EXERCISE REQUIREMENTS:
The data below is to be returned in full and exactly.

SUPPLIED DATA:
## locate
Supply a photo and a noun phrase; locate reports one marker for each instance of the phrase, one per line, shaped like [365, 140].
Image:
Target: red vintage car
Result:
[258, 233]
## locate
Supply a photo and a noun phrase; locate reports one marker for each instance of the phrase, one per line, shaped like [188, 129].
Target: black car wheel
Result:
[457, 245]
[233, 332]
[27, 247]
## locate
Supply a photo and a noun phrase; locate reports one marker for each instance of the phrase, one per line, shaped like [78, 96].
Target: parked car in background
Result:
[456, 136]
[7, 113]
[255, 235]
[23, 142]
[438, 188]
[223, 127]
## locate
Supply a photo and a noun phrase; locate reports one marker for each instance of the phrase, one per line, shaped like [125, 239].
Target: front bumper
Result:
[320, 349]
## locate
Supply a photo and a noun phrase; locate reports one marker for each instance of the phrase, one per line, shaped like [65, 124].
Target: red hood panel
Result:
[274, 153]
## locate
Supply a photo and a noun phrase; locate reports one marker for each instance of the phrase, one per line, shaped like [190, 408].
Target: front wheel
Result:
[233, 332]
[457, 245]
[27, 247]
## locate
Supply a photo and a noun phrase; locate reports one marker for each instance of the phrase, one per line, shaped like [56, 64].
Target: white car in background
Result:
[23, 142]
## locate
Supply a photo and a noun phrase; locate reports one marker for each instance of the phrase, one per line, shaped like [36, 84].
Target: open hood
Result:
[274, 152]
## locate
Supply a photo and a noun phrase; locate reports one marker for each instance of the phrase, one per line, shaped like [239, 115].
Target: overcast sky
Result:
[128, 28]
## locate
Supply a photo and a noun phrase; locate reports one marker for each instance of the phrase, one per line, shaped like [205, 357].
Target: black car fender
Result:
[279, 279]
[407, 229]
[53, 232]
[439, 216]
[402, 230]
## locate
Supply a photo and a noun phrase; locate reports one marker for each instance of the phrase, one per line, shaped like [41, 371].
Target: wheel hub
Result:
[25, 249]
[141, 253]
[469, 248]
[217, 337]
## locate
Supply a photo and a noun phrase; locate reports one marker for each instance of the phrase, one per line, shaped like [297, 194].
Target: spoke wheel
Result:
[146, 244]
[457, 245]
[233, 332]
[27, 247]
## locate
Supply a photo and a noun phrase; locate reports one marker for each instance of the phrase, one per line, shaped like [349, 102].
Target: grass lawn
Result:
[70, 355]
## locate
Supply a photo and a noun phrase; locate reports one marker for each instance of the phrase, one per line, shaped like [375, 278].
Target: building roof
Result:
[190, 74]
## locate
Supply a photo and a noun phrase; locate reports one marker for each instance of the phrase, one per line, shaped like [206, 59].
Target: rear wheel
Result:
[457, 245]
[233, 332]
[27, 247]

RIGHT ANSWER:
## locate
Supply a photo and a noun phrase; locate reports one marker for each instance of the phrase, one per line, shaped like [365, 140].
Image:
Target: red vintage car
Result:
[258, 233]
## locate
Supply a photo and a noun phrase; locate reports one marker for each instance of the phrase, one per line, shaped like [188, 129].
Target: black car wheel
Result:
[457, 245]
[233, 332]
[27, 247]
## locate
Supply a photo and a noun phrase; locate reports one marker for each instance of the phrase, one per line, shaped like [78, 96].
Target: parked car in background
Result:
[456, 136]
[7, 113]
[255, 235]
[23, 142]
[438, 188]
[223, 127]
## locate
Supply a photo and a noun phrase; locate reports one marker for each instance of the phrase, one per line, shaped like [125, 239].
Target: front bumper
Result:
[320, 349]
## locate
Supply a photo and a noun phrase; locate reports one marker for each instance of the phrase, one per line, shaped like [65, 124].
Target: red hood panel
Result:
[274, 153]
## locate
Supply a photo and a noun phrase; locate reports one marker for each instance of the phrase, one per line, shaped like [190, 408].
Target: front wheel
Result:
[233, 332]
[457, 245]
[27, 247]
## locate
Supply a photo and a noun phrase; locate reports one marker for each instance of the phrase, one per line, shaped like [56, 64].
Target: white car in background
Result:
[23, 142]
## locate
Supply a photo and a noun phrase; locate reports one marker for each instance of the phrase, one per line, shaped like [36, 84].
Target: open hood
Result:
[274, 152]
## locate
Supply a photo and a noun phrase; locate reports one marker for each instance of the phrase, one per line, shaped like [239, 115].
Target: overcast sky
Result:
[128, 28]
## locate
Supply a photo and a noun phrase; locate reports one marker for each instance of the phrase, one per line, shaped like [205, 357].
Target: black car fender
Result:
[279, 279]
[407, 229]
[53, 232]
[439, 216]
[402, 230]
## locate
Supply a photo and a noun phrase; locate reports one marker for each instance of the phrase, one per line, shaped like [41, 371].
Target: wheel hub
Result:
[25, 249]
[141, 253]
[469, 248]
[217, 337]
## locate
Supply a photo and a noun phrase; locate reports one marker for each instance of the phrase, one per line, shaped like [297, 194].
Target: spoke wheel
Result:
[146, 244]
[457, 245]
[233, 332]
[27, 247]
## locate
Supply a photo and a noun phrase; locate reports one marker for each instance of the phrase, one per line, shaped like [349, 102].
Target: grass lawn
Result:
[70, 355]
## locate
Supply a photo and a noun phrase; locate reports one marker for each instance of the phrase, one per line, shaped like [375, 278].
Target: building roof
Result:
[190, 74]
## locate
Supply a photo and a noun phrase; locate reports one marker for each instance of the phrase, one per line, shaped like [206, 59].
Target: rear wheel
Result:
[457, 245]
[233, 332]
[27, 247]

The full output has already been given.